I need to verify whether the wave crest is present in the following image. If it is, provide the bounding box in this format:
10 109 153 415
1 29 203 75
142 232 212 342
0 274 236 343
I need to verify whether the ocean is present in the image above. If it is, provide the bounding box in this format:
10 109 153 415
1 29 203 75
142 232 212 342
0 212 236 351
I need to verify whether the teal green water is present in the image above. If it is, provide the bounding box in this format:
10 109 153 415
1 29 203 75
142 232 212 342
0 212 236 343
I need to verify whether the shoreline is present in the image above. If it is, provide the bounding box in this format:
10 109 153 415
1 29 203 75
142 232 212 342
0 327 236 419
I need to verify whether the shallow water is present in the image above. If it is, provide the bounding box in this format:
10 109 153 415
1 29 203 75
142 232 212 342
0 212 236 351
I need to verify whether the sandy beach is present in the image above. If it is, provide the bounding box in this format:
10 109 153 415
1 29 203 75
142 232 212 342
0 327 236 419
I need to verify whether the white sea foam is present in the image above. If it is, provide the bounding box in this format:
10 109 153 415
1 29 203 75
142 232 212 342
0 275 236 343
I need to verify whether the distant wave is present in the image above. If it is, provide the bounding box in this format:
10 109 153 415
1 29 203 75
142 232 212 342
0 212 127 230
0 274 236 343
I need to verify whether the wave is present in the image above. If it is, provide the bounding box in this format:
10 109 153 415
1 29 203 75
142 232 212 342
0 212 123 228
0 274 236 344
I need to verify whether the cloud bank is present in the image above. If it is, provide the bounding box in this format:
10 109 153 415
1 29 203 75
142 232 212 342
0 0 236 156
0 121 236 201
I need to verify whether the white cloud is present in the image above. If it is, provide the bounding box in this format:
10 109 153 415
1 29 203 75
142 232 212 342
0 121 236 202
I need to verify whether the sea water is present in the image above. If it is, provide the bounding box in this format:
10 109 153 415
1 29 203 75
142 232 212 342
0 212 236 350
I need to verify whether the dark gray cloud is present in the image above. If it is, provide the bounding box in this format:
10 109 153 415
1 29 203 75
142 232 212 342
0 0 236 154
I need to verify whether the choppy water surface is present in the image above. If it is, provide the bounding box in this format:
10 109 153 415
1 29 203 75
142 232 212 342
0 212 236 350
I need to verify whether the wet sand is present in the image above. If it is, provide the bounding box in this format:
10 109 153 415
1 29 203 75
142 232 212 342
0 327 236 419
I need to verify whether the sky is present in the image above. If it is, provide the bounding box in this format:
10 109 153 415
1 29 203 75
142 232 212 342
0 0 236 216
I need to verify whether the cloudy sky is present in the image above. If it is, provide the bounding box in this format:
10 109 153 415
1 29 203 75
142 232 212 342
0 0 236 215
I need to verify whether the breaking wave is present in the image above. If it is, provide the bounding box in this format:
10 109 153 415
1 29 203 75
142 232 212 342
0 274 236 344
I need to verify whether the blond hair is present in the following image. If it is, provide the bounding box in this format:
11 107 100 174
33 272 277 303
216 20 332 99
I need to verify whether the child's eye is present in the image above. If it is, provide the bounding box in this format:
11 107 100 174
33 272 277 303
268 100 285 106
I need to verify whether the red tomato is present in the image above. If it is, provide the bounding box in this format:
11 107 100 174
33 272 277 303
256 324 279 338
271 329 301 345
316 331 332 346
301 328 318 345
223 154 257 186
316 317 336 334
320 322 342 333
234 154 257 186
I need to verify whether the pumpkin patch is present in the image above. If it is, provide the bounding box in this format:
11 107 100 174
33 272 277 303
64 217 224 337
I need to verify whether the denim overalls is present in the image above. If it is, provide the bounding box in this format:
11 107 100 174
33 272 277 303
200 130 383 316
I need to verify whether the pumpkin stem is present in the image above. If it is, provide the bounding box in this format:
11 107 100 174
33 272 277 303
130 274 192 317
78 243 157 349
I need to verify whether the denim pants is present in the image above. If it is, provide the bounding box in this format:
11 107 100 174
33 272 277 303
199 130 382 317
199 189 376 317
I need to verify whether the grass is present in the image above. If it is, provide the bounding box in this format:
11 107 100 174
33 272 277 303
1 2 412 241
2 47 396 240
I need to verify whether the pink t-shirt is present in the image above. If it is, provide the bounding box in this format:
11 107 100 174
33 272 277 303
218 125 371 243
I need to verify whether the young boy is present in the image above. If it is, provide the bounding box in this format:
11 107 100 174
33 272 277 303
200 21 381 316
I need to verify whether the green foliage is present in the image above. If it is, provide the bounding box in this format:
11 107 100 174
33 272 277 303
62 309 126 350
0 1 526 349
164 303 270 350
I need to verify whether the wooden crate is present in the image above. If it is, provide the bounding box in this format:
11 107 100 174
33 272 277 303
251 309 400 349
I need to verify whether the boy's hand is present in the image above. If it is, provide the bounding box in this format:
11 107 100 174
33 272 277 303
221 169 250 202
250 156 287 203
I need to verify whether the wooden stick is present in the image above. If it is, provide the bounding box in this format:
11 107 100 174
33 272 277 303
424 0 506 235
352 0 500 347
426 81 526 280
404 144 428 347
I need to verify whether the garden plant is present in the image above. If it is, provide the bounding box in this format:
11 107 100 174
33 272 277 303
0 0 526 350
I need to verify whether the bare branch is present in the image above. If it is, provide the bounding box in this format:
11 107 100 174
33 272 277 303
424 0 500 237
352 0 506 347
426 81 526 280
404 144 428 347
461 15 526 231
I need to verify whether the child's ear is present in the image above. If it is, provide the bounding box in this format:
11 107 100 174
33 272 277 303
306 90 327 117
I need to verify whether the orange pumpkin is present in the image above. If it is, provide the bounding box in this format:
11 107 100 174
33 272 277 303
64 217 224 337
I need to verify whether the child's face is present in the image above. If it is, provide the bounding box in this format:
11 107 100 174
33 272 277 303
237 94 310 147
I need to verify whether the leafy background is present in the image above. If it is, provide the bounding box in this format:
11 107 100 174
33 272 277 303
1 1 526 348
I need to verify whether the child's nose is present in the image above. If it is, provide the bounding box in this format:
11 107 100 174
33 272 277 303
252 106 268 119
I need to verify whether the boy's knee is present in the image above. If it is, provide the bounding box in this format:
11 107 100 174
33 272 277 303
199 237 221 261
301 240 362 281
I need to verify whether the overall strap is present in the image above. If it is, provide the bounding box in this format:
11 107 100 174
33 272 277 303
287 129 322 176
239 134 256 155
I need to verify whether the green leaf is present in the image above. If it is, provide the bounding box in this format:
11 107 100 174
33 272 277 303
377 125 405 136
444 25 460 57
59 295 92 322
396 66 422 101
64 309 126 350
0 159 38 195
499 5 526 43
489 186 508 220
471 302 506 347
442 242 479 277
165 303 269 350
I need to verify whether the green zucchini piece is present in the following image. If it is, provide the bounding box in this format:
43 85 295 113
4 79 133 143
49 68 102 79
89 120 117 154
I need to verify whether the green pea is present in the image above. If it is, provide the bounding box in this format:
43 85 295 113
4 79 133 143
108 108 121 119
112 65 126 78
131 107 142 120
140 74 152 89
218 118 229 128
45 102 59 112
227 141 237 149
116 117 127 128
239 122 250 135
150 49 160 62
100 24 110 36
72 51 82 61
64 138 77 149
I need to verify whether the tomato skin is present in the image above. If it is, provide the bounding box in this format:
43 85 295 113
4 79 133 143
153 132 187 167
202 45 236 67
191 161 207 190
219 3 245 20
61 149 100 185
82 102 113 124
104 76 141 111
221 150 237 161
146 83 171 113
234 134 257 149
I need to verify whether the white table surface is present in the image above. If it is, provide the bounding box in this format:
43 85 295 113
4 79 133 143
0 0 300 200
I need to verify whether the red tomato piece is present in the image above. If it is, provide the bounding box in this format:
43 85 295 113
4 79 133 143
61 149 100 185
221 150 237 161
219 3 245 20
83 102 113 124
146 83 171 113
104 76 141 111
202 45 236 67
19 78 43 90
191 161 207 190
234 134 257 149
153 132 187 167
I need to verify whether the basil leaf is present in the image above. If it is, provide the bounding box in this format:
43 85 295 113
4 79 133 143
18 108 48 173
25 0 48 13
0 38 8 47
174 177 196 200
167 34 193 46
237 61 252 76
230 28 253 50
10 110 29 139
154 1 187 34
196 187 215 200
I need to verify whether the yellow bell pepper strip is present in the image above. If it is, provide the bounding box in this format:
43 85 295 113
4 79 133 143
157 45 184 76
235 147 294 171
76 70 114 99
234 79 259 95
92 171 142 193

◆ ◆ ◆ ◆ ◆

--- WRITTEN TASK ---
Quote exactly what appears from the line containing "I need to verify whether the red tomato piece" through the final line of the listing above, including both of those lines.

--- TASK RESULT ---
I need to verify whether the red tomato piece is present in the image above. If it is, provide the bounding box in this format:
43 85 295 113
4 79 133 143
61 149 100 185
221 150 237 161
219 3 245 20
83 102 113 124
146 83 171 113
104 76 141 111
202 45 236 67
19 78 43 90
191 161 207 190
234 134 257 149
153 132 187 167
I need to verify whether the basil leaf is present in the image above. If it is, provide the bounding box in this format:
43 85 295 113
4 79 133 143
18 108 48 173
25 0 48 13
0 38 8 47
174 177 196 200
167 34 193 46
237 61 252 76
230 28 253 50
10 110 29 139
154 1 187 34
196 187 215 200
I need to verify whether the yellow bell pepper strip is present in the image above. If it is, provide the bounding box in this format:
43 85 295 113
4 79 133 143
157 45 184 76
235 147 294 171
76 70 114 99
234 79 259 95
92 171 142 193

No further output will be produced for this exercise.